Point-per-instance localization data:
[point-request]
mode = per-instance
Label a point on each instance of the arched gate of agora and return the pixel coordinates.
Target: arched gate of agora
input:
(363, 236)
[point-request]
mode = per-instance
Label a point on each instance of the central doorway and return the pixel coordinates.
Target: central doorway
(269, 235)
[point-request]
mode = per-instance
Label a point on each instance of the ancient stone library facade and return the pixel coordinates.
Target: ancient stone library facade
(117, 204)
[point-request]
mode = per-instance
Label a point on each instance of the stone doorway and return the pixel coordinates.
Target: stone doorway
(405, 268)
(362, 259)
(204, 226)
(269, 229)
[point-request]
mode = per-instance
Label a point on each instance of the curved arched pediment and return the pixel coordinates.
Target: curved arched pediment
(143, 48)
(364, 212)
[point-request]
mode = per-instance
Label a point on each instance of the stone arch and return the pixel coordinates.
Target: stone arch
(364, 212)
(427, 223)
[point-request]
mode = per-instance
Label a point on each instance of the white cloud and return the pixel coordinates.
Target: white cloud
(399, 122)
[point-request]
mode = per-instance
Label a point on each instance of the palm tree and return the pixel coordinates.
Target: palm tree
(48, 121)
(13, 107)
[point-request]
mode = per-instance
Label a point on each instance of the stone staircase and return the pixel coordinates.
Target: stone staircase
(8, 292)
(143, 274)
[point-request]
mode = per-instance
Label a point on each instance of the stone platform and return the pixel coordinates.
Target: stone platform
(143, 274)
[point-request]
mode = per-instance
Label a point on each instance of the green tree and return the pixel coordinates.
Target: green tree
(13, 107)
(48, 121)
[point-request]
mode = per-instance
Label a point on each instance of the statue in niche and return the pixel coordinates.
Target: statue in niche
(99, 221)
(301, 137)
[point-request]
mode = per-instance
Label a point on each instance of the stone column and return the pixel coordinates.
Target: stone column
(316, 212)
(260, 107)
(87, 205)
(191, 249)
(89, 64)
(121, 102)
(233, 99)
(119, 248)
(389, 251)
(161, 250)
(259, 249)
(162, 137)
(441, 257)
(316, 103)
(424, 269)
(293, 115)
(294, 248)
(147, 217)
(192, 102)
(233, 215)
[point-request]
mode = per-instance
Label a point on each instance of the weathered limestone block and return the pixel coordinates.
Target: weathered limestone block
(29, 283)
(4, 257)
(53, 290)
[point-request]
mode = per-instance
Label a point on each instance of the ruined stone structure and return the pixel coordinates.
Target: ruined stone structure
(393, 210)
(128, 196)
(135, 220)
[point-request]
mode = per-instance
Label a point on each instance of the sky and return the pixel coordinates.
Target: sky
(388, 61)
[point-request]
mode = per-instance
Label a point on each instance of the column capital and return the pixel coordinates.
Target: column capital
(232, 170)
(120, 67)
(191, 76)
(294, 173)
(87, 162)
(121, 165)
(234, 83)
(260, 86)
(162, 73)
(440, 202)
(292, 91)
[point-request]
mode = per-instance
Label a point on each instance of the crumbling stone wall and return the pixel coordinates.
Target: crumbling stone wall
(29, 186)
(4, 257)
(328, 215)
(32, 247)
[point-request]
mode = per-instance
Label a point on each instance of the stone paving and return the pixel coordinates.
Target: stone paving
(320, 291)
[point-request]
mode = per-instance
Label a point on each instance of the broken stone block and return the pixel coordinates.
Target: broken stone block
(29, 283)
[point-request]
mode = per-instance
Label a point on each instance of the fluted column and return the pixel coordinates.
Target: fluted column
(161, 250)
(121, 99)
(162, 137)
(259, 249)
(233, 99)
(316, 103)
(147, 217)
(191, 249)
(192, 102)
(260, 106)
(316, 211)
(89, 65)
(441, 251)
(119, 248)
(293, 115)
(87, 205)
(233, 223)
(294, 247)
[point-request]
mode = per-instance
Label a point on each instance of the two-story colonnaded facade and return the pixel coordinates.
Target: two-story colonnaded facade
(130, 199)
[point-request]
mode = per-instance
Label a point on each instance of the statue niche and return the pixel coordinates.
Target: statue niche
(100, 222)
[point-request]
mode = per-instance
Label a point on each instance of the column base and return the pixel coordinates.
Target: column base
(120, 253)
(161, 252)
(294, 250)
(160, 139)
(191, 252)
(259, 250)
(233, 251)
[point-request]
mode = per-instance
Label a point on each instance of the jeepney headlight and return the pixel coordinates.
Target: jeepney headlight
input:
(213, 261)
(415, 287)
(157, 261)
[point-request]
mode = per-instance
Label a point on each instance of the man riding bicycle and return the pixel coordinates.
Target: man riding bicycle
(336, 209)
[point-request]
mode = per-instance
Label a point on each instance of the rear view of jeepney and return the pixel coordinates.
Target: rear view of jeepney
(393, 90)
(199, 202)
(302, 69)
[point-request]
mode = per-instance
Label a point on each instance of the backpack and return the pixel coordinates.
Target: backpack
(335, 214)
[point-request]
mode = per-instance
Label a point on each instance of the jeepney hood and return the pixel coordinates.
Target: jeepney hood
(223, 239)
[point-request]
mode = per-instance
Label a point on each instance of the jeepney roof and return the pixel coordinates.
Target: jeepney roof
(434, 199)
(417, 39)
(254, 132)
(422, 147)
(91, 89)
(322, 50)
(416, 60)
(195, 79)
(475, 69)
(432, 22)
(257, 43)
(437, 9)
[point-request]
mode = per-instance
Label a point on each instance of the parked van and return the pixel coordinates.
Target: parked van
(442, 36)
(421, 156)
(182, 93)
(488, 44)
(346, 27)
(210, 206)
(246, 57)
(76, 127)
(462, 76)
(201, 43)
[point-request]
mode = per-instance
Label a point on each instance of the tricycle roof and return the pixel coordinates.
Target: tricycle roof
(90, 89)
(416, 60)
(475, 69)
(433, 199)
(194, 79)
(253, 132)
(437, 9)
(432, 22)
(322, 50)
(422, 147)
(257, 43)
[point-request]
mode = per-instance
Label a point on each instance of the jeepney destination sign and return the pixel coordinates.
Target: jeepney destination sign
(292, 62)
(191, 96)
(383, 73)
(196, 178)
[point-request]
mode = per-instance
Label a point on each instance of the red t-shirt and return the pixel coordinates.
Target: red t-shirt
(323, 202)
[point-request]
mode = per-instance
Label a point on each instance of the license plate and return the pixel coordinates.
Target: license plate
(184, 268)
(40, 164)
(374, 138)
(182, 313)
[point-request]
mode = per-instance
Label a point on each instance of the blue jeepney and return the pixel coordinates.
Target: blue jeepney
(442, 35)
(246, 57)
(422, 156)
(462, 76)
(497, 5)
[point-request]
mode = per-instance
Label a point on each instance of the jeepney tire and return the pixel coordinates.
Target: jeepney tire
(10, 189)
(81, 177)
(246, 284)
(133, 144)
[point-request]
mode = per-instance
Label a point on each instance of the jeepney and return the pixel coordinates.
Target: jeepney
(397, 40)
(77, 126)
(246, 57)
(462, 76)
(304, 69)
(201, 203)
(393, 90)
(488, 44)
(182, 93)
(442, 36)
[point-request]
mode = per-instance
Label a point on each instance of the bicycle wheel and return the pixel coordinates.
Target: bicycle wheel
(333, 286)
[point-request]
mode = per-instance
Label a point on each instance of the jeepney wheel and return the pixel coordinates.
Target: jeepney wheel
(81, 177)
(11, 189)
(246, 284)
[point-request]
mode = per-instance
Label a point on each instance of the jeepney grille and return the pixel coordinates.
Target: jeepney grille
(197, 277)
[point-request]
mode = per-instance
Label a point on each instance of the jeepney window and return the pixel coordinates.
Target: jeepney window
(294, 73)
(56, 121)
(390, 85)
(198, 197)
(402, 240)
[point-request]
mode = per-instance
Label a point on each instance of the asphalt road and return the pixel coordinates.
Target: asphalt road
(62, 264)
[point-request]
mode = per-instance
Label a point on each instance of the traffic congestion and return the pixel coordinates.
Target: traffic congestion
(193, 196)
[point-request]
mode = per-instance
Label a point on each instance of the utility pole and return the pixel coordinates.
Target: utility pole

REQUIREMENT:
Give each line of the records above again, unchanged.

WORKED SOLUTION:
[point-request]
mode = per-instance
Label a point on each instance of the arched gate of agora and return the pixel coordinates.
Target: arched gate of agora
input:
(363, 236)
[point-request]
mode = per-instance
Label a point on each instance of the central doorway and return the pixel coordinates.
Target: central doorway
(269, 235)
[point-request]
mode = per-instance
Label a point on each instance of the ancient stone library facade and return the pixel coordinates.
Target: ancient stone library facade
(117, 204)
[point-request]
mode = per-instance
Label a point on each instance of the stone doorway and return the pixel coordinates.
Target: stone doorway
(405, 268)
(362, 259)
(204, 226)
(269, 229)
[point-request]
mode = per-instance
Label a point on each instance of the curved arched pediment and return the pixel coordinates.
Target: curved arched pediment
(143, 48)
(364, 212)
[point-request]
mode = per-instance
Label a point on each instance of the stone arch and return the pixel coordinates.
Target: stone arch
(364, 212)
(427, 223)
[point-request]
mode = per-instance
Label a point on each instance of the white cloud and return the pixel coordinates.
Target: white cloud
(399, 122)
[point-request]
mode = per-instance
Label a point on each instance of the palm tree and return the pixel coordinates.
Target: palm tree
(48, 121)
(13, 107)
[point-request]
mode = per-instance
Label a point on each instance of the stone staircase and return the pixel coordinates.
Target: stone staircase
(8, 292)
(143, 274)
[point-request]
mode = per-instance
Label a point on each instance of the stone platform and return the pixel coordinates.
Target: stone platform
(143, 274)
[point-request]
mode = per-instance
Label a point on each instance of the green tree and return the pixel coordinates.
Target: green tree
(13, 107)
(48, 121)
[point-request]
mode = per-instance
Label a point on each instance of the statue in niche and return the pixel coordinates.
Target: statue in niche
(99, 221)
(301, 137)
[point-request]
mode = per-instance
Label a point on each instance of the stone column and return the pixel coordinates.
Target: stone column
(316, 212)
(260, 107)
(87, 205)
(191, 249)
(89, 64)
(121, 102)
(233, 99)
(119, 248)
(389, 251)
(161, 250)
(259, 249)
(162, 137)
(441, 257)
(316, 103)
(424, 269)
(293, 115)
(294, 248)
(147, 217)
(192, 102)
(233, 215)
[point-request]
mode = per-instance
Label a point on each instance of the weathered limestone block and return the pixel coordinates.
Target: weathered limestone block
(29, 283)
(4, 257)
(53, 290)
[point-request]
mode = per-instance
Label a point on each instance of the ruined stone structure and return the pixel coordinates.
Target: ruined stone structure
(393, 210)
(128, 196)
(135, 220)
[point-request]
mode = per-instance
Label a point on each instance of the sky and return the pixel coordinates.
Target: sky
(388, 61)
[point-request]
mode = per-instance
Label a point on each instance of the column capital and return the pixel coordinates.
Target: column capital
(232, 170)
(120, 67)
(191, 76)
(294, 173)
(87, 162)
(121, 165)
(234, 83)
(260, 86)
(162, 73)
(440, 202)
(292, 91)
[point-request]
mode = per-instance
Label a point on each instance of the crumbling stone wall and return the pixel coordinates.
Target: crumbling stone wall
(29, 186)
(4, 257)
(328, 215)
(32, 247)
[point-request]
mode = per-instance
Label a point on each instance of the stone paving and return the pixel coordinates.
Target: stone paving
(320, 291)
[point-request]
mode = per-instance
Label a point on each instance of the broken stone block and return the pixel coordinates.
Target: broken stone block
(29, 283)
[point-request]
mode = per-instance
Label a point on each instance of the fluted column and return the pixel coordinates.
Target: fluted column
(161, 250)
(121, 99)
(162, 137)
(259, 249)
(233, 99)
(316, 103)
(147, 217)
(191, 249)
(192, 102)
(260, 106)
(316, 211)
(89, 65)
(441, 251)
(119, 248)
(293, 115)
(87, 205)
(233, 223)
(294, 247)
[point-request]
mode = per-instance
Label a point on each instance of the two-story colonnaded facade and return the pixel coordinates.
Target: two-story colonnaded facade
(130, 199)
[point-request]
mode = per-instance
Label a point on each instance of the statue niche and return the pixel coordinates.
Target: statue niche
(100, 222)
[point-request]
mode = per-instance
Label a point on each instance of the column base and return the pixel coordinates.
Target: column base
(120, 253)
(161, 252)
(294, 250)
(160, 139)
(191, 252)
(259, 250)
(233, 251)
[point-request]
mode = per-instance
Label a point on each instance of the jeepney headlight and return the pixel coordinates.
Target: jeepney headlight
input:
(213, 261)
(415, 287)
(157, 261)
[point-request]
mode = per-instance
Label a point on each instance of the man riding bicycle and return the pixel coordinates.
Target: man riding bicycle
(336, 209)
[point-request]
mode = per-instance
Label a point on each instance of the rear view of jeepney and return the pixel coordinates.
Target: rear view of jeepney
(393, 90)
(199, 202)
(302, 69)
[point-request]
mode = per-instance
Label a point on each instance of the backpack and return the pixel coordinates.
Target: backpack
(335, 214)
[point-request]
mode = per-instance
Label a point on each instance of the jeepney hood and return the pixel coordinates.
Target: jeepney hood
(223, 239)
[point-request]
mode = per-instance
Label a point on each instance of the jeepney roof and return the pixel coordinates.
Target: jeepney roof
(434, 199)
(417, 39)
(254, 132)
(422, 147)
(91, 89)
(322, 50)
(416, 60)
(195, 79)
(475, 69)
(432, 22)
(257, 43)
(437, 9)
[point-request]
mode = per-instance
Label a point on each instance of the parked van and return the pixel coordinates.
Target: parked van
(442, 36)
(421, 156)
(182, 93)
(488, 44)
(346, 27)
(210, 206)
(246, 57)
(76, 127)
(462, 76)
(201, 43)
[point-request]
mode = per-instance
Label a point on each instance of the tricycle roof and return the pixel coordinates.
Target: tricycle roof
(90, 89)
(416, 60)
(475, 69)
(433, 199)
(194, 79)
(253, 132)
(437, 9)
(432, 22)
(322, 50)
(422, 147)
(257, 43)
[point-request]
mode = per-instance
Label a point on each instance of the jeepney destination sign and return the pixel coordinates.
Target: jeepney destination sign
(292, 62)
(191, 96)
(383, 73)
(196, 178)
[point-request]
mode = per-instance
Label a point on each instance of the red t-shirt and return the pixel coordinates.
Target: red t-shirt
(323, 202)
[point-request]
mode = per-instance
Label a point on each instance of the license plate and return the pixel coordinates.
Target: license plate
(184, 268)
(40, 164)
(374, 138)
(182, 313)
[point-request]
mode = per-instance
Label a point on each instance of the blue jeepney and return the pixel coordinates.
Target: blue jeepney
(442, 35)
(246, 57)
(422, 156)
(462, 76)
(497, 5)
[point-request]
mode = per-instance
Label a point on each instance of the jeepney tire and return the pixel coordinates.
Target: jeepney tire
(10, 189)
(81, 177)
(246, 284)
(133, 144)
[point-request]
mode = per-instance
Label a point on each instance of the jeepney and return the pixel coordinates.
Target: jeepney
(397, 40)
(77, 126)
(246, 57)
(462, 76)
(304, 69)
(201, 203)
(393, 90)
(488, 44)
(182, 93)
(442, 36)
[point-request]
mode = per-instance
Label a point on each instance of the bicycle wheel and return the pixel coordinates.
Target: bicycle wheel
(333, 286)
[point-request]
mode = per-instance
Label a point on each instance of the jeepney wheel and return the pixel coordinates.
Target: jeepney wheel
(81, 177)
(11, 189)
(246, 284)
[point-request]
mode = per-instance
Label a point on each instance of the jeepney grille and return the pixel coordinates.
Target: jeepney grille
(197, 277)
[point-request]
mode = per-instance
Label a point on each instance of the jeepney window and return the pixel coordinates.
Target: jeepney window
(294, 73)
(56, 121)
(390, 85)
(198, 197)
(402, 240)
[point-request]
mode = per-instance
Label a point on each instance of the asphalt road and return the pixel coordinates.
Target: asphalt road
(62, 264)
[point-request]
mode = per-instance
Label a point on each instance of the traffic congestion and return the pixel coordinates.
Target: traffic congestion
(193, 196)
[point-request]
mode = per-instance
Label a point on each instance of the utility pole and return the pixel coordinates.
Target: utility pole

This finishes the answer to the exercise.